== GIVEN TASK A ==
Set down the stretch of the Guardium passage from "Data archive logs" through "DM from it.", word for word.

== GIVEN PASSAGE ==
○ ○ ○ ○ ○ ○ ○

By default the three prebuilt reports on Guardium do not enable a DM (Alert Notification, Logged R/T Alerts and Logged Threshold Alerts). You therefore need to build a report based on the domain. Open the Query Builder for the Alert domain and build the desired reports (e.g. make the main entitity Messages Sent). Save it and then define the DM on it. Then run the grdapi command using the DM name you gave when defining the DM (in this case Export: Alert):

grdapi datamart_update_copy_file_info destinationHost=”<host>” destinationPassword=”<pwd>” destinationPath=”<path>g” destinationUser=”sonargd” Name=”Export: Alert” transferMethod=”SCP”

grdapi schedule_job jobType=dataMartExtraction cronString=”0 10 0/1 ? * 1,2,3,4,5,6,7” objectName=”Export: Alert”

Policy Changes

Use the prebuilt report “Policy Changes” and define a DM on it. Note that this is actually a report based on user activity and therefore a subset of the User Activity DM already defined. Use the following grdapis:

grdapi datamart_update_copy_file_info destinationHost=”<host>” destinationPassword=”<pwd>” destinationPath=”<path>” destinationUser=”sonargd” Name=”Export: Policy Changes” transferMethod=”SCP”

grdapi schedule_job jobType=dataMartExtraction cronString=”0 10 0/1 ? * 1,2,3,4,5,6,7” objectName=”Export: Policy Changes”

Audit Process Sign Offs

Use the Audit Process Result Comments as your main entity and define the DM from your new report.

Archive Aggregation Logs

Data archive logs are part of the archive and aggregation log report - and can be used to track archiving of data even when using SonarG and no longer using aggregation. Use the built-in Aggregation/Archive Log and build a DM from it.

Configuring Guardium Appliances

This section provides scripts to configure Guardium appliances. This section does NOT replace the instructions available in the Guardium release notes - follow release notes instructions which are more complete. The instructions here are a summary and provide scripts that you can use as grdapi scripts to use with an ssl session and cli. You can also use this procedure to move files to a third Linux server from which SonarG will pull data.

○ ○ ○ ○ ○ ○ ○

== DATASET RECORDS ==
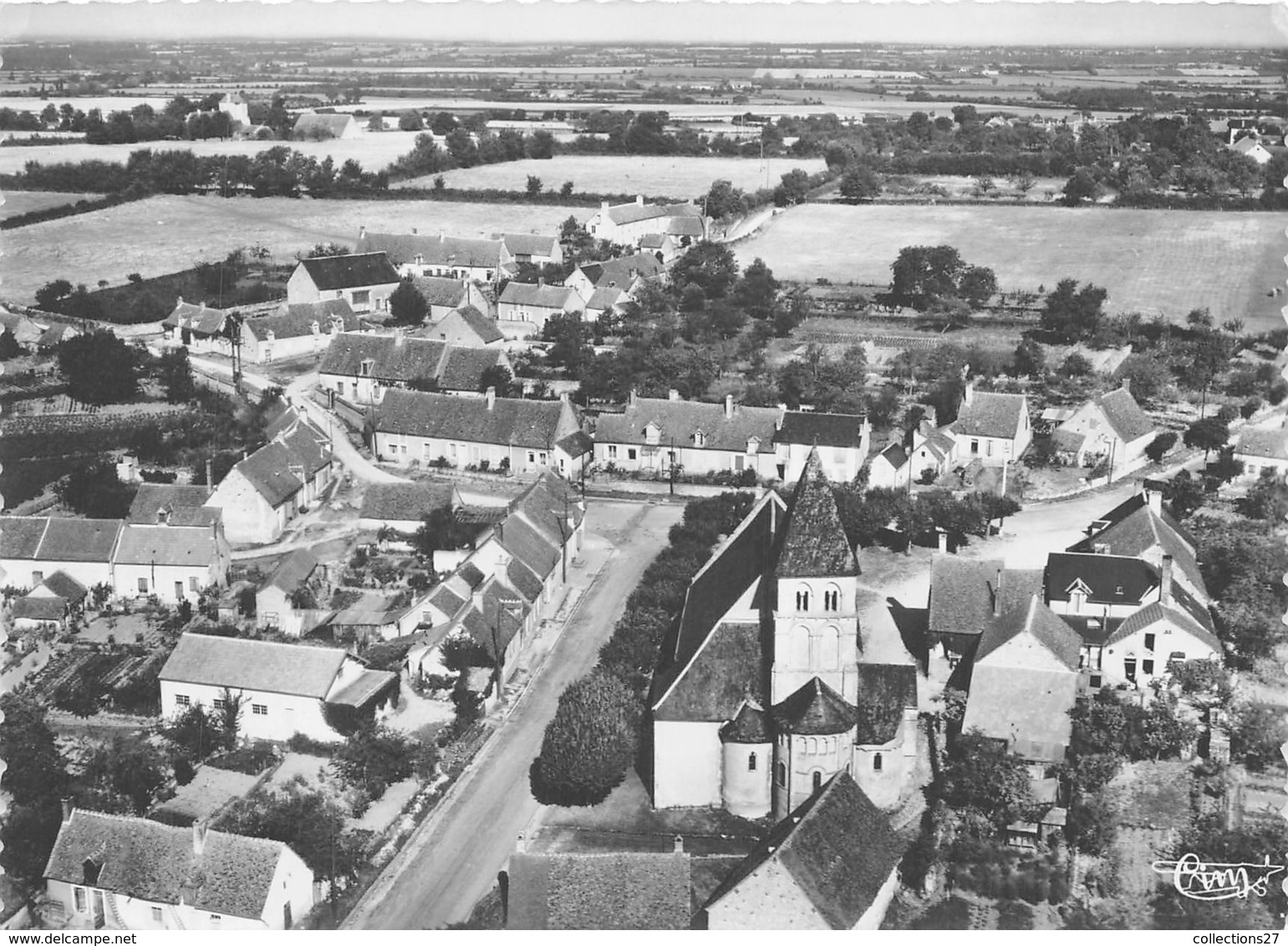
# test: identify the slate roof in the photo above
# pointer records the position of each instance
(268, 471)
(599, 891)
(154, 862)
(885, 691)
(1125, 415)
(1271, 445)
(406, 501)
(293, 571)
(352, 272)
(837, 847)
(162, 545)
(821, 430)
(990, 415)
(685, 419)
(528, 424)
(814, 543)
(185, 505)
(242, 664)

○ ○ ○ ○ ○ ○ ○

== GIVEN TASK B ==
Extract every line of the entries that follow the Guardium passage, unchanged. Leave the pictures out.

== CORRECT OUTPUT A ==
Data archive logs are part of the archive and aggregation log report - and can be used to track archiving of data even when using SonarG and no longer using aggregation. Use the built-in Aggregation/Archive Log and build a DM from it.

== CORRECT OUTPUT B ==
# test: identify the slate roof in the photo above
# pointer records the position of each instance
(268, 471)
(599, 891)
(154, 862)
(885, 691)
(1125, 415)
(1271, 445)
(406, 501)
(293, 571)
(352, 272)
(837, 847)
(162, 545)
(821, 430)
(990, 415)
(685, 419)
(528, 424)
(814, 543)
(185, 505)
(242, 664)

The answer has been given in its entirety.